----- Document excerpt -----
[tahoe-dev] on discovering that a hash function wasn't secure after all -- was: Re: "Elk Point" design for mutable, add-only, and immutable files

Zooko Wilcox-O'Hearn zooko at zooko.com
Tue Oct 13 20:34:18 PDT 2009


On Sunday,2009-10-11, at 22:23 , David-Sarah Hopwood wrote:

>> Also pay attention to the "what crypto property do we rely on"  
>> column.  I wouldn't be surprised if SHA-256's collision-resistance  
>> is increasingly called into question in future years.
>
> I agree, but note that you can only create colliding files once you  
> know what attack to use -- unlike preimage attacks where you can  
> target files that were created years ago.

That's a good point, but we can't rely on that too much, because how  
do we know that the first person to discover collisions immediately  
published their results?
----- Material supplied -----
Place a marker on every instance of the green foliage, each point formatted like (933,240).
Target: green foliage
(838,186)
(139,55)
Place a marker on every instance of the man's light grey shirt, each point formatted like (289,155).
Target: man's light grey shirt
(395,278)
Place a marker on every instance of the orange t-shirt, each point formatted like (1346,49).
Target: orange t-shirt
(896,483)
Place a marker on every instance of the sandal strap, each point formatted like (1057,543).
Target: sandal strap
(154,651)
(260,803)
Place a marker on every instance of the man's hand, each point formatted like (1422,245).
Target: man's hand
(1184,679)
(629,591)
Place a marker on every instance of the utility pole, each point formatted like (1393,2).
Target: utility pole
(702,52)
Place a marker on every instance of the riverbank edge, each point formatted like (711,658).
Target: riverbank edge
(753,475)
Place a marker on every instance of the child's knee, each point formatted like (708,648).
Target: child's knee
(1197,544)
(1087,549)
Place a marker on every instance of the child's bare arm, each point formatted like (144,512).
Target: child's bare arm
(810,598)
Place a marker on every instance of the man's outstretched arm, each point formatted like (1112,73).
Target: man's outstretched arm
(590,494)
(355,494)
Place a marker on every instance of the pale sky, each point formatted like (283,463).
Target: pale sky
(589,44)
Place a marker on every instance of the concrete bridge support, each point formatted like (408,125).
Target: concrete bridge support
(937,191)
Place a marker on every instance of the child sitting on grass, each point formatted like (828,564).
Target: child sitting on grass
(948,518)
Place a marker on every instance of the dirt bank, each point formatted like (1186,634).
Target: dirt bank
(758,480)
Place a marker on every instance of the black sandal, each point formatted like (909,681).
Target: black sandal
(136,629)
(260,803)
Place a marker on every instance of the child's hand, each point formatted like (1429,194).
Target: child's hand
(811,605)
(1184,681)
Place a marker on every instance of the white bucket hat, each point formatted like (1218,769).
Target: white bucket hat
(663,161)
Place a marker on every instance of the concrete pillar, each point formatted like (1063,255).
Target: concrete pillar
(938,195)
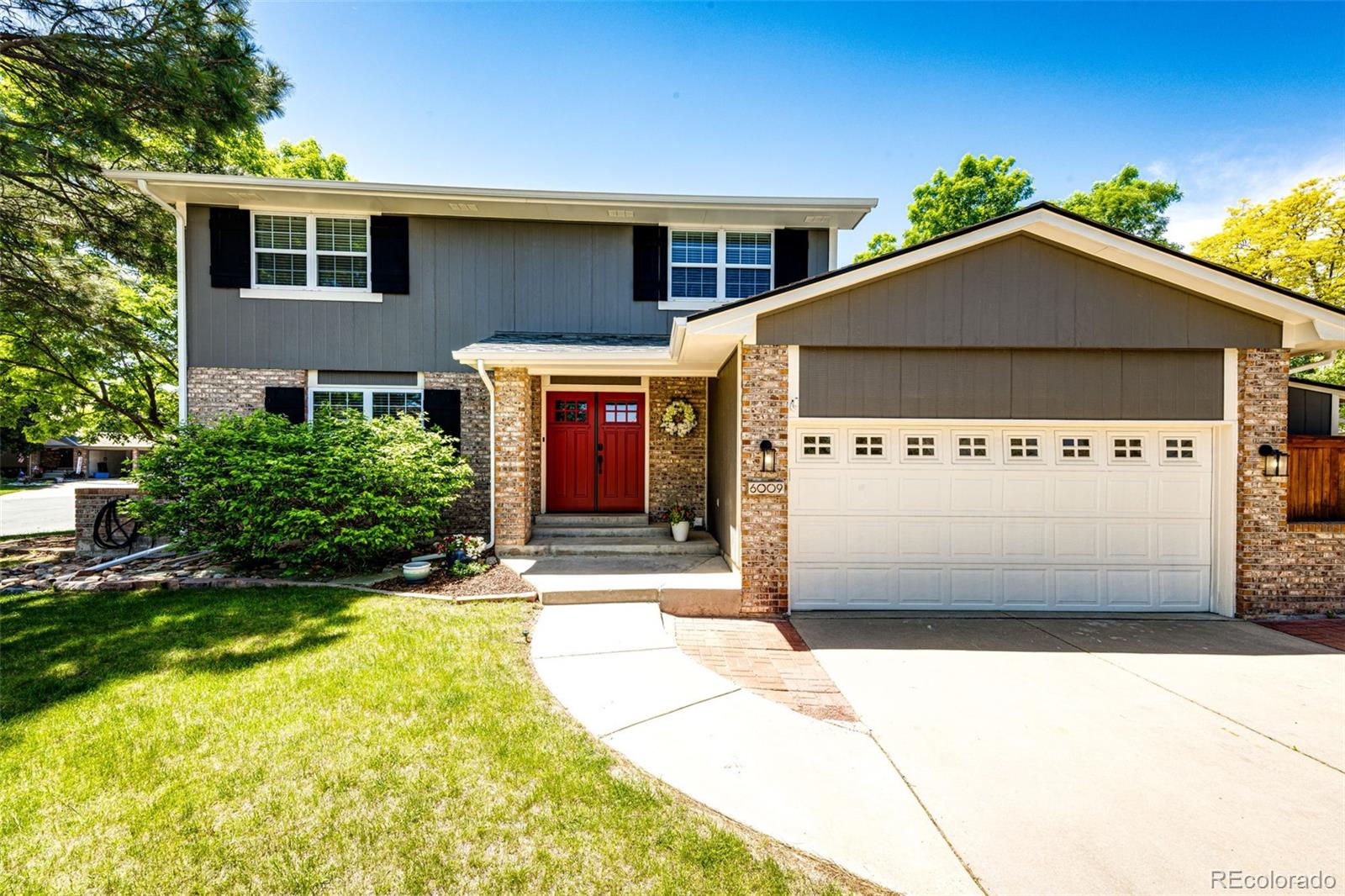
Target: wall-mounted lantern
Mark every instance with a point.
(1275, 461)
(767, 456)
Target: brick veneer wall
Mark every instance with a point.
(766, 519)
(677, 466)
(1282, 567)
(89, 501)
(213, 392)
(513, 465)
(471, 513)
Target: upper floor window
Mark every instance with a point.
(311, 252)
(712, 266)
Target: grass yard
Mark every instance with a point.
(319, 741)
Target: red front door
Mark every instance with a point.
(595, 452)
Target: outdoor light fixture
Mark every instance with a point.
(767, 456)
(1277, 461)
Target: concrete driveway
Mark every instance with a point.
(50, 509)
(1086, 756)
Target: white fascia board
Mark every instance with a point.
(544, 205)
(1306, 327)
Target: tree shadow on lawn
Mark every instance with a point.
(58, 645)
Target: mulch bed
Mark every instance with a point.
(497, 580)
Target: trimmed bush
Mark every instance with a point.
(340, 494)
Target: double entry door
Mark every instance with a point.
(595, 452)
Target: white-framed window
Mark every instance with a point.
-----
| Exercise directions |
Copy the mailing-list post on hash function security from the words "On Sunday,2009-10-11, at" through the words "created years ago.", switching "preimage attacks" to "second-preimage attacks".

| Result |
On Sunday,2009-10-11, at 22:23 , David-Sarah Hopwood wrote:

>> Also pay attention to the "what crypto property do we rely on"  
>> column.  I wouldn't be surprised if SHA-256's collision-resistance  
>> is increasingly called into question in future years.
>
> I agree, but note that you can only create colliding files once you  
> know what attack to use -- unlike second-preimage attacks where you can  
> target files that were created years ago.